BRANO ESTRATTO =
____________________

Nel processo tributario di appello l’Amministrazione finanziaria non può mutare i termini della contestazione, deducendo motivi e circostanze diversi da quelli contenuti nell’atto di accertamento, Altresì, il divieto di domande nuove previsto all’art. 57, comma 1, D.Lgs. n. 546 del 1992, trova applicazione anche nei confronti dell’Ufficio finanziario, al quale non è consentito, innanzi al giudice d’appello, avanzare pretese diverse, sotto il profilo del fondamento giustificativo e, dunque, sul piano della causa petendi, da quelle recepite nell’atto impositivo. Diversamente sarebbe lesa la concreta possibilità per il contribuente di esercitare il diritto di difesa mediante l’esternazione dei motivi di ricorso, i quali vanno necessariamente rapportati a ciò che nell’atto stesso risulta esposto.
Questo il principio espresso dalla Corte di Cassazione, Sez. Trib., Pres. Napolitano – Rel. Federici, con l’ordinanza n. 5160 resa il 26 febbraio 2020.
Nella vicenda in esame, una società contribuente aveva impugnato l’atto impositivo col quale l’Amministrazione finanziaria aveva disconosciuto, in particolare, l’inerenza di alcuni costi di pubblicità nell’ambito di una sponsorizzazione. In primo grado, la CTP aveva accolto le doglianze della società. Dinanzi alla CTR, l’Agenzia aveva affermato che tali costi costituissero spese di rappresentanza (e non di pubblicità) e come tali fossero deducibili solo parzialmente: un assunto diverso rispetto a quanto sostenuto nell’atto impositivo. Nonostante la società avesse eccepito l’inammissibilità di questa contestazione “nuova”, la Commissione Tributaria Regionale aveva ritenuto accolto l’appello dell’Amministrazione finanziaria.

____________________

DATI DI ORIGINE =
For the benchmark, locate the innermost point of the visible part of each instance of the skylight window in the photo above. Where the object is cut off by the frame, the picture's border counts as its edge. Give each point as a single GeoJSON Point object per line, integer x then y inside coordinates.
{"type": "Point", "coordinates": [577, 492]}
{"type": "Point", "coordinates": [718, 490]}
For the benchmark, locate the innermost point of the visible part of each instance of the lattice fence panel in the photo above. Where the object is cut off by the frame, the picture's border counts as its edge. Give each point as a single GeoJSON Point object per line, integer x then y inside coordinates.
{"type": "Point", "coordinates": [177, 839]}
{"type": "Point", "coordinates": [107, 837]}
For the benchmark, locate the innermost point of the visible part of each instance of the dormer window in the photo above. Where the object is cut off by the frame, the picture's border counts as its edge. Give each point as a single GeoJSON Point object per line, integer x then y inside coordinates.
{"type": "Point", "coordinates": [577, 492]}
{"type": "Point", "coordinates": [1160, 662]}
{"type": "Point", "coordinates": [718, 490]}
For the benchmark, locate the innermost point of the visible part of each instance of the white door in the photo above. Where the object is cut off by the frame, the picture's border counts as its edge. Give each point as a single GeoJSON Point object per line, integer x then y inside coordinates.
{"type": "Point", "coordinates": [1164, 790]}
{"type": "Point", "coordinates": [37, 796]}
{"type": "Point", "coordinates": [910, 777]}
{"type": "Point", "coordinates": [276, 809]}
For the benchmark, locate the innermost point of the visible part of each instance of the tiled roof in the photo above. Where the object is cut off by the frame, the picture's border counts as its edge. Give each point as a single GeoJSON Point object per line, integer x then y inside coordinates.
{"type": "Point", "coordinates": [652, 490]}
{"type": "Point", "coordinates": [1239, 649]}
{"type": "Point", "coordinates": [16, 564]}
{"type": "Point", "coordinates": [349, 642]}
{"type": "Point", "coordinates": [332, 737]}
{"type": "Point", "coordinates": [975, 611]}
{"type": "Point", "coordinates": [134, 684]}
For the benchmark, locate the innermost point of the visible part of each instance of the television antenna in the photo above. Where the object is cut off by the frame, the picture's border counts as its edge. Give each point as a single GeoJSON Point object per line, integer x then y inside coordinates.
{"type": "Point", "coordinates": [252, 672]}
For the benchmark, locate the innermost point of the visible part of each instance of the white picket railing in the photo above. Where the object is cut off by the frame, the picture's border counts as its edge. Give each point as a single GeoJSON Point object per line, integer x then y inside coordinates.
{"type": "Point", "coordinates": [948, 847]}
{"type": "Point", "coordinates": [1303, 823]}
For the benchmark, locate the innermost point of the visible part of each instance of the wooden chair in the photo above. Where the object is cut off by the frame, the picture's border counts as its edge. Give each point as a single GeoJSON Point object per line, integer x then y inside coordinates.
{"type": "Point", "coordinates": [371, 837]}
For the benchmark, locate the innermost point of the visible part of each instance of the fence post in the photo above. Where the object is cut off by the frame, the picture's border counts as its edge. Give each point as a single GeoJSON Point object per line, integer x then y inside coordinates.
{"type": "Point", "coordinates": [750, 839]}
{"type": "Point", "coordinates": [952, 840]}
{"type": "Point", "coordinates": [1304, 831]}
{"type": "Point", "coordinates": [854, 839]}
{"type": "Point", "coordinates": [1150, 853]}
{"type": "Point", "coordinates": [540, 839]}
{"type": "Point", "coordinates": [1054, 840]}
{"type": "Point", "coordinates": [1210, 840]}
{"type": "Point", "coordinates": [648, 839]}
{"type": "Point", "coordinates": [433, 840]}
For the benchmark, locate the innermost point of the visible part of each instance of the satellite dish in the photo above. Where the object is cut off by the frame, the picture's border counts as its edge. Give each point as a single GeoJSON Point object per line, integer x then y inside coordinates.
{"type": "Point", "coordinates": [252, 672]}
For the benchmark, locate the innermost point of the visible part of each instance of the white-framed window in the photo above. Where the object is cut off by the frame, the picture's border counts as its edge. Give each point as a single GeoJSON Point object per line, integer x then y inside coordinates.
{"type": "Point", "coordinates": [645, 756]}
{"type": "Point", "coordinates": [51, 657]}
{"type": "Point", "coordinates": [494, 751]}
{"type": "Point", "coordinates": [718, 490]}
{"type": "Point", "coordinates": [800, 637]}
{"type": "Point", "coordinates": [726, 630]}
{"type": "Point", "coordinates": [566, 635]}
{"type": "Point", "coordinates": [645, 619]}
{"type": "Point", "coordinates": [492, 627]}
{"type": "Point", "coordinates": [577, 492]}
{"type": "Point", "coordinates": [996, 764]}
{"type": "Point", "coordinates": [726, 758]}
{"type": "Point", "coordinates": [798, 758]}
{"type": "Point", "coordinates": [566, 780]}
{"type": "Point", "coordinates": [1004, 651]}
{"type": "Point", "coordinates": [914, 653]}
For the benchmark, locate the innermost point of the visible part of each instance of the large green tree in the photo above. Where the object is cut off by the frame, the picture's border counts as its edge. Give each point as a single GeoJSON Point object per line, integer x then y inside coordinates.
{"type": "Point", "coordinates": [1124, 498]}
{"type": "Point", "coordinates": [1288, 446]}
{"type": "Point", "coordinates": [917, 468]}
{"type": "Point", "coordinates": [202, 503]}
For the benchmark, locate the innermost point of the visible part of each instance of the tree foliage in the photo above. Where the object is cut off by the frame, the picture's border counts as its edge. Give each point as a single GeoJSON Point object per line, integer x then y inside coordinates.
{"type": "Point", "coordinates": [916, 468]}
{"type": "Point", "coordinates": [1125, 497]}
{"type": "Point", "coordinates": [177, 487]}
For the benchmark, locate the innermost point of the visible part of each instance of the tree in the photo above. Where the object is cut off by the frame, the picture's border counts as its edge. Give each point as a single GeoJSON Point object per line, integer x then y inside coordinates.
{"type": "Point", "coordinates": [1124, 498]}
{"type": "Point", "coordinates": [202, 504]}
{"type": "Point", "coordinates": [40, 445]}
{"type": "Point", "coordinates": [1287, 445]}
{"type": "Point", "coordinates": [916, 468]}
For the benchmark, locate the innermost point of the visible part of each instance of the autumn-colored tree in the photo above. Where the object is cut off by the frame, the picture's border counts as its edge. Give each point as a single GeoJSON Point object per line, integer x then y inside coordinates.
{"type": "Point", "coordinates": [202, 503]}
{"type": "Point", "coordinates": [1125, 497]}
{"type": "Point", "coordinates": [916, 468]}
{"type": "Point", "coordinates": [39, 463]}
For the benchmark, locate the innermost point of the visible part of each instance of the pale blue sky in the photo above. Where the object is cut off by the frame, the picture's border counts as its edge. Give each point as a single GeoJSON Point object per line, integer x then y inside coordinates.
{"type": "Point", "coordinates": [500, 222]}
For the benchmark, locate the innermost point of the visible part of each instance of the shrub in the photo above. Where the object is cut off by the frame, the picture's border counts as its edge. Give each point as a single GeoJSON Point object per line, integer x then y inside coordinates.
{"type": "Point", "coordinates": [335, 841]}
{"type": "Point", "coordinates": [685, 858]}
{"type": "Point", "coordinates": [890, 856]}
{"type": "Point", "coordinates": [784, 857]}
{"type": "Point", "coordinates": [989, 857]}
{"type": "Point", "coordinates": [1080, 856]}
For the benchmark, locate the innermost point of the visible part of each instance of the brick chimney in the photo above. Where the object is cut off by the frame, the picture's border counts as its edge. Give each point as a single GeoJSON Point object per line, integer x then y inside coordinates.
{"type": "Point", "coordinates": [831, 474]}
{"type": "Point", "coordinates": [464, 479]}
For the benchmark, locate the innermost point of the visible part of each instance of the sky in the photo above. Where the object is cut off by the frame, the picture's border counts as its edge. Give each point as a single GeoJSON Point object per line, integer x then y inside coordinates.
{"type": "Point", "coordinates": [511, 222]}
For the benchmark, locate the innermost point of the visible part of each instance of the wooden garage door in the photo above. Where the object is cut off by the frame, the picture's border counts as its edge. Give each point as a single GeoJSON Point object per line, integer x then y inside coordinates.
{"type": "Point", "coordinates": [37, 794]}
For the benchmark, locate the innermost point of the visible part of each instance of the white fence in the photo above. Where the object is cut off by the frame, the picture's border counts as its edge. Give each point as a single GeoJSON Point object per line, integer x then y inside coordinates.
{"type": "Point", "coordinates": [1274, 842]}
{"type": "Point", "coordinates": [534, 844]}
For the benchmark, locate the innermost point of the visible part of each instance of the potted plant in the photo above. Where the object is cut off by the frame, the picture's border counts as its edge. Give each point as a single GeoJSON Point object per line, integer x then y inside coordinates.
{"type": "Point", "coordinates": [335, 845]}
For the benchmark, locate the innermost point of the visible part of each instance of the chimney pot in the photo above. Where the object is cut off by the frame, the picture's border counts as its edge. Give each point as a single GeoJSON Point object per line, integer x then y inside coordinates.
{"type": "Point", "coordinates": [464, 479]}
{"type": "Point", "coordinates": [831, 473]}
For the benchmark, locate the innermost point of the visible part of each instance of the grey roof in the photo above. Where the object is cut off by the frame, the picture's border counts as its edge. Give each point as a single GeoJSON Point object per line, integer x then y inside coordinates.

____________________

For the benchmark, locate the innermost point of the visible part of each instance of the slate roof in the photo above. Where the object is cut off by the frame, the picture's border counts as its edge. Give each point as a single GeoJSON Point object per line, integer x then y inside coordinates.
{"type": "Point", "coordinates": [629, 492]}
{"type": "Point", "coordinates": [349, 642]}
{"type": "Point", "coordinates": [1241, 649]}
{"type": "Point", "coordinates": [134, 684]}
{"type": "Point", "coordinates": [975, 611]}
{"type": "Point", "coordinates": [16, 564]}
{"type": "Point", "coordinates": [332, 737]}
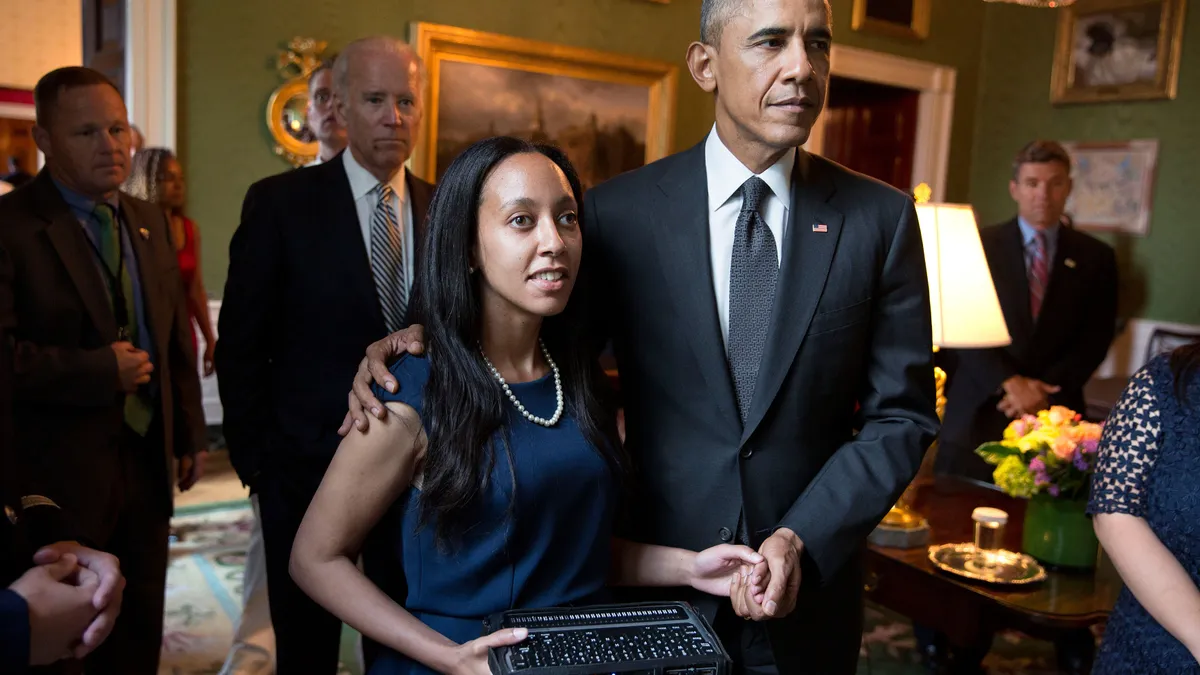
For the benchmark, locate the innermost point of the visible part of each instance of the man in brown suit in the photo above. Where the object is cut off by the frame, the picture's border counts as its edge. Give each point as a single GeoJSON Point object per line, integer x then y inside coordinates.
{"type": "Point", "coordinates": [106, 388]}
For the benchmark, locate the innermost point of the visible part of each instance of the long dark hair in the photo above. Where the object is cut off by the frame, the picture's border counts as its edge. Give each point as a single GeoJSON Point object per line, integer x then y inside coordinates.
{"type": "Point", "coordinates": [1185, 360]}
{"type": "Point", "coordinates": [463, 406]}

____________________

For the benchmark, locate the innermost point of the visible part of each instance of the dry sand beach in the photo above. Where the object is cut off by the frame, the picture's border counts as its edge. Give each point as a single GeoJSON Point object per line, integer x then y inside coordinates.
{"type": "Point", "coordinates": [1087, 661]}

____________________

COSA FARAI =
A - Rispondi per favore a queste domande sul brano estratto:
(i) Quale norma prevede il divieto di domande nuove?
(ii) Con quale ordinanza, e in che data, la Corte di Cassazione ha espresso il principio?
(iii) Come aveva qualificato l'Agenzia i costi contestati davanti alla CTR?
B - Individua e copia ogni riga dei record che contiene la stringa "railing", distinguendo tra maiuscole e minuscole.

ELENCO RISPOSTE =
A -
(i) L'art. 57, comma 1, D.Lgs. n. 546 del 1992.
(ii) Con l'ordinanza n. 5160, resa il 26 febbraio 2020.
(iii) Come spese di rappresentanza, e non di pubblicità, deducibili solo parzialmente.

B -
For the benchmark, locate the innermost point of the visible part of each instance of the white picket railing in the photo above. Where the object is cut off by the frame, the picture's border counts as its edge. Give each point as a single GeoJSON Point object per line, integer x then y inside coordinates.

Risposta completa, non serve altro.